- Work to do -
Reproduce every one of the entries below word for word, but leave the pictures out.

- The data -
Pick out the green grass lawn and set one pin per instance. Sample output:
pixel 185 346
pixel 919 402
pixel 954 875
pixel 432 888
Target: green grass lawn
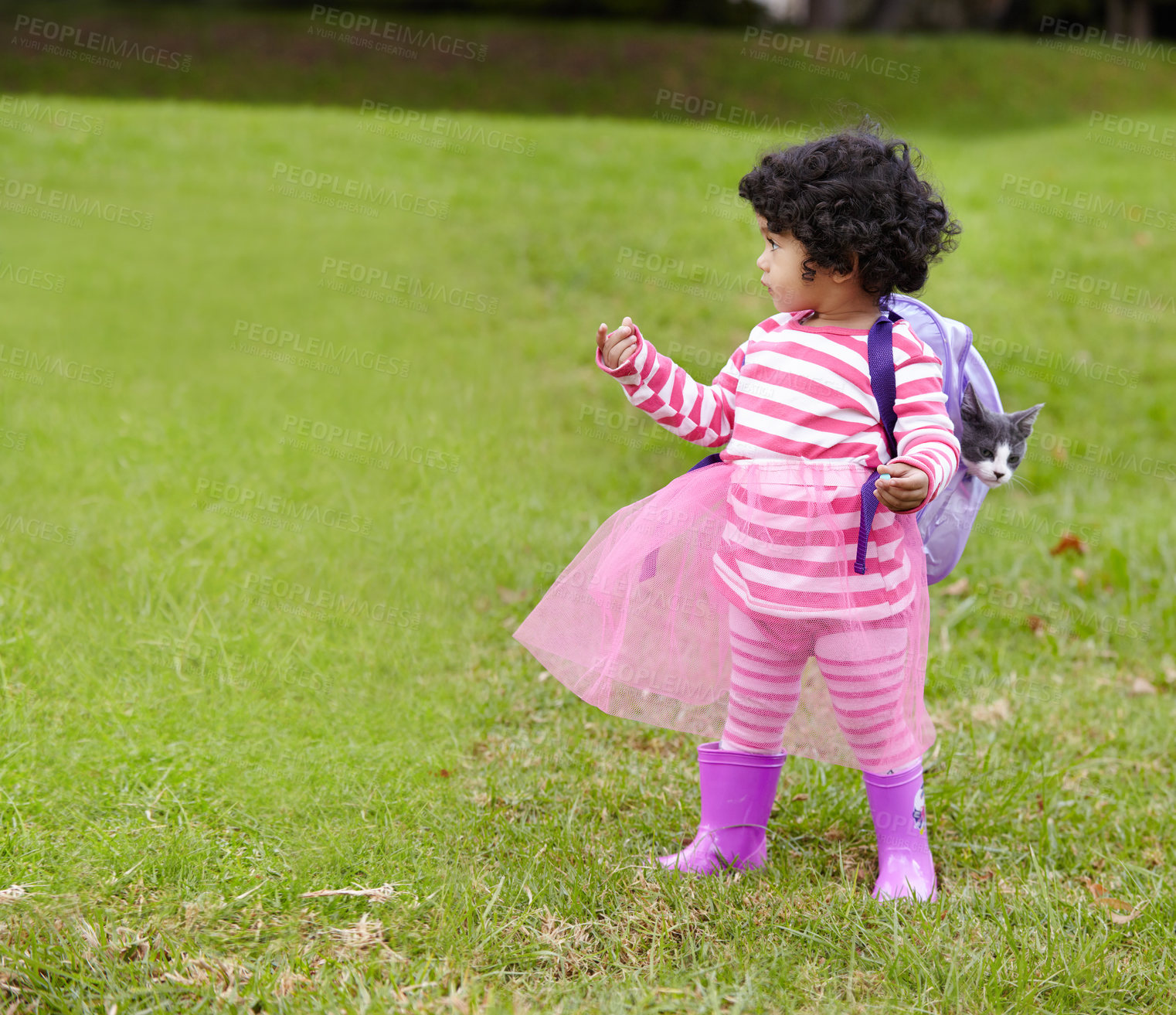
pixel 257 591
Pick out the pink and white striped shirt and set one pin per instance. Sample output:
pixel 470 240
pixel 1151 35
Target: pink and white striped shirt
pixel 793 392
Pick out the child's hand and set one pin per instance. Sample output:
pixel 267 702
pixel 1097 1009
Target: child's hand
pixel 901 487
pixel 615 346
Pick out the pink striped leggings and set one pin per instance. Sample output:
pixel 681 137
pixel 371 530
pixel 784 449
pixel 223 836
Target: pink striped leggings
pixel 867 687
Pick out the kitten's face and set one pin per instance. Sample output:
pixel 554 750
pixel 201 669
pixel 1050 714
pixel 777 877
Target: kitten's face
pixel 991 444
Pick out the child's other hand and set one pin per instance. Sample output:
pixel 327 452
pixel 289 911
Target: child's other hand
pixel 615 346
pixel 901 487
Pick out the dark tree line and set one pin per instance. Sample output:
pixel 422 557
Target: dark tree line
pixel 1137 18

- Result of the task -
Pick out the green grass lawn and set one pin per instance. Sample output:
pixel 185 346
pixel 919 402
pixel 954 875
pixel 432 888
Target: green grass lawn
pixel 257 591
Pick out the pink and white striped shirt and set one pin per instance. Sample output:
pixel 470 240
pixel 1151 35
Target: pink and white striped shirt
pixel 793 392
Pick out the child's hand and set one pin per instance. Sample output:
pixel 267 702
pixel 1097 1009
Target: child's hand
pixel 901 487
pixel 615 346
Pick out the pink striped leggings and set one pin per instance. Sample output:
pixel 681 137
pixel 371 530
pixel 784 449
pixel 223 836
Target: pink striped leggings
pixel 867 687
Pick out the kitten's face and set one pin per instance. Sample output:
pixel 554 750
pixel 201 669
pixel 1050 714
pixel 777 877
Target: kitten's face
pixel 991 444
Pick out the child's other hand and set one pin per instance. Sample output:
pixel 327 452
pixel 289 911
Target: child's other hand
pixel 615 346
pixel 901 487
Pick out the dark tree line and set one pin per instance. Sample output:
pixel 422 557
Target: dark tree line
pixel 1137 18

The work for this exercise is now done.